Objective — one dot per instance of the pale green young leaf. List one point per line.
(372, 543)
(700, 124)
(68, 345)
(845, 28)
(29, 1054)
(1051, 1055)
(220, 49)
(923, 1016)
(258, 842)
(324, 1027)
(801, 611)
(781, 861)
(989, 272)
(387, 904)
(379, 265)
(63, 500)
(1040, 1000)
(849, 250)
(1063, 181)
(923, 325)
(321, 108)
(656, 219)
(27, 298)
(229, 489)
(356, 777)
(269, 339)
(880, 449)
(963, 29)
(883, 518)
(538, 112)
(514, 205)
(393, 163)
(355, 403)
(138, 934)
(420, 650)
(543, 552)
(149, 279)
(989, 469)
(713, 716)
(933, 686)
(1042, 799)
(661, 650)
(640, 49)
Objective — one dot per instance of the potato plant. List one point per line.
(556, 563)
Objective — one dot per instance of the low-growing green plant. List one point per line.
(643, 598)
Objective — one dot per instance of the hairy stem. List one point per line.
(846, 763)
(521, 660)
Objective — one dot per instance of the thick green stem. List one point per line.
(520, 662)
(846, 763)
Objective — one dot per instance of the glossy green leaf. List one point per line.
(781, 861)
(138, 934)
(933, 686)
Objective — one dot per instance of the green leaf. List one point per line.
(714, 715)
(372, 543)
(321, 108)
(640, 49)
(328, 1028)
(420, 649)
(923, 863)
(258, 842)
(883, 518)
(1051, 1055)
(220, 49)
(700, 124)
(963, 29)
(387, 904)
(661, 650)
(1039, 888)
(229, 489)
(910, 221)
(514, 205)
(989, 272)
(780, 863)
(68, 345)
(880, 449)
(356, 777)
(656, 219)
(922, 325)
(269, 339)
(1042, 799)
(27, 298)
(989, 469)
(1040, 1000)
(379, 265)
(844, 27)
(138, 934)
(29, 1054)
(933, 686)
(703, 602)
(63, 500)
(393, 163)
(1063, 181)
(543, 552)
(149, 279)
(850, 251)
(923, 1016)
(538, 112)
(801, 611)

WHAT TO PRODUCE ▸
Please write out again the lines starting with the line that contains "Objective — one dot per instance of the low-growing" and going on through the end of the records, scaling every point coordinate by 1.95 and rounding to whole numbers with halves rounded up, and copying all other lines unchanged. Give only those lines.

RIGHT ANSWER ▸
Objective — one dot per instance of the low-growing green plant. List one point per line.
(1254, 1166)
Objective — one dot per instance of the hairy stem. List one point per line.
(1650, 1488)
(1016, 1287)
Objective — one dot per instance of the thick green stem. List one point per line.
(1014, 1291)
(1650, 1488)
Objective — one dot per instance of the glossy green leaf. List one point per line.
(1523, 1679)
(269, 1821)
(1819, 1338)
Objective — one dot per instance of the green leaf. List one point per line.
(1392, 1394)
(725, 1059)
(626, 211)
(1248, 96)
(640, 2005)
(819, 1266)
(1800, 1683)
(503, 1642)
(1722, 1010)
(2049, 2057)
(429, 96)
(1365, 242)
(1878, 57)
(755, 1763)
(1289, 1268)
(2026, 1732)
(447, 954)
(1775, 431)
(1002, 400)
(1929, 530)
(1521, 1683)
(133, 673)
(1716, 876)
(694, 1515)
(1279, 427)
(1798, 634)
(525, 661)
(2032, 1558)
(53, 581)
(1929, 915)
(2028, 1950)
(739, 517)
(1646, 53)
(269, 1821)
(57, 2055)
(1819, 1338)
(1371, 1174)
(123, 975)
(766, 318)
(2073, 353)
(1059, 1076)
(291, 544)
(1658, 489)
(1800, 1981)
(1049, 218)
(1562, 1191)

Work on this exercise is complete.